**What you should do:**
Rescale the entries from the line containing "Scan the image provided and answer: is any bare" down to the line containing "xmin=203 ymin=364 xmax=212 ymax=424", both included: rewrite every line, leaving the wording unchanged, but multiply each bounding-box coordinate in the answers by 1.2 and round to whole numbers, with halves going up. Give only those lines.

**Exercise material:**
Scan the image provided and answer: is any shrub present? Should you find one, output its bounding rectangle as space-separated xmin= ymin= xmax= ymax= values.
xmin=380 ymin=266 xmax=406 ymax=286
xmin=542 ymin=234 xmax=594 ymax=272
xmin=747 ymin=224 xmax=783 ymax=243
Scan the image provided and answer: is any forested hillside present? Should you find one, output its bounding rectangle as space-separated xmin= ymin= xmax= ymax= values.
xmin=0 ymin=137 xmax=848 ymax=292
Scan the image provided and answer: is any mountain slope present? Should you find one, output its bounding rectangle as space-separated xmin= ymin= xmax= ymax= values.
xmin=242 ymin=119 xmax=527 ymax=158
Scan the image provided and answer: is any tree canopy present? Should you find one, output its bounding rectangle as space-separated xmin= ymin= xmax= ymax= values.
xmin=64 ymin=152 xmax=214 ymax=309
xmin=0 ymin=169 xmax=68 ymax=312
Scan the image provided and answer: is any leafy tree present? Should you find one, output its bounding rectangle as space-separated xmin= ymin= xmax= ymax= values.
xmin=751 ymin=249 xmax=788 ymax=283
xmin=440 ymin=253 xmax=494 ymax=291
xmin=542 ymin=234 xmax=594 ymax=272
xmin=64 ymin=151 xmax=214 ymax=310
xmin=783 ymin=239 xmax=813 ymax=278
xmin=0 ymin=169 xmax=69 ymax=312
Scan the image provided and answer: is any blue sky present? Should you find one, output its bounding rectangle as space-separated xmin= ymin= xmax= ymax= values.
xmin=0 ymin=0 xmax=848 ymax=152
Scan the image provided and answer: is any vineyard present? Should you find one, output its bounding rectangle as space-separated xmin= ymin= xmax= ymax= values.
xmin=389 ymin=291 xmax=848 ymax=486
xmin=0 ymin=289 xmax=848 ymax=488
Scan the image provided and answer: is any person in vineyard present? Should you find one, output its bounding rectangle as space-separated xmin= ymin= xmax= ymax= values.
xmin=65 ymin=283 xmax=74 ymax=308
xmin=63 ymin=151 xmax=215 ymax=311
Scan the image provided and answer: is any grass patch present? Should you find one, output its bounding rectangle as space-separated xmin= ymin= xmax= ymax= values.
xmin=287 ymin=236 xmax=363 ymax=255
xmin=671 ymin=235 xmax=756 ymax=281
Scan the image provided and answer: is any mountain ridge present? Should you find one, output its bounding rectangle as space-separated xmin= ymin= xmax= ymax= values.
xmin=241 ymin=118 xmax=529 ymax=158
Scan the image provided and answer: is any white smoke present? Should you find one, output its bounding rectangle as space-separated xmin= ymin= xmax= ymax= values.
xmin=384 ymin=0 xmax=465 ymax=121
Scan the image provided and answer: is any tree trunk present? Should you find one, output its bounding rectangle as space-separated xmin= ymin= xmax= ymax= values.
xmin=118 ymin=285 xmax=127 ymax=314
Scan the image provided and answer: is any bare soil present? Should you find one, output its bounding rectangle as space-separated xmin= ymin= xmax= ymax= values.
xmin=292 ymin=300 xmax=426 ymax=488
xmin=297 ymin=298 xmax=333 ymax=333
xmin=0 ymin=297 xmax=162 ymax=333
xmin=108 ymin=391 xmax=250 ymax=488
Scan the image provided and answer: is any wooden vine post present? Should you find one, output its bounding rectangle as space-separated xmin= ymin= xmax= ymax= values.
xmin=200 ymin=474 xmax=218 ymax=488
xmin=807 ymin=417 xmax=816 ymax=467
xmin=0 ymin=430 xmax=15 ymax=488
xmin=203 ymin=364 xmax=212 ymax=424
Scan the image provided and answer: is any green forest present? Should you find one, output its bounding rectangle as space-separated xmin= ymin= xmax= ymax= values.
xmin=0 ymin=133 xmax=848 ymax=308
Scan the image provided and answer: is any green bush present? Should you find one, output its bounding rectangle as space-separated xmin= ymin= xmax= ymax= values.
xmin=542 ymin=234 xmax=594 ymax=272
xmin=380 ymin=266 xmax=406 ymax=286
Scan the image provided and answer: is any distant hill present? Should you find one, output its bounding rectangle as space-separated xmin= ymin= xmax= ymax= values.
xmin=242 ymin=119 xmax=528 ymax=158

**Solution to this task:**
Scan the image provided and answer: is any bare soil present? Should you find one, output its bounding rectangle as space-separated xmin= ymin= xmax= ymax= values.
xmin=350 ymin=360 xmax=511 ymax=586
xmin=356 ymin=358 xmax=400 ymax=400
xmin=0 ymin=356 xmax=194 ymax=400
xmin=130 ymin=469 xmax=300 ymax=586
Scan the image provided and answer: is any wooden vine post present? Should you find one, output its bounding rectangle as space-separated xmin= ymin= xmax= ymax= values.
xmin=240 ymin=569 xmax=262 ymax=586
xmin=968 ymin=500 xmax=979 ymax=560
xmin=0 ymin=516 xmax=18 ymax=586
xmin=244 ymin=437 xmax=254 ymax=509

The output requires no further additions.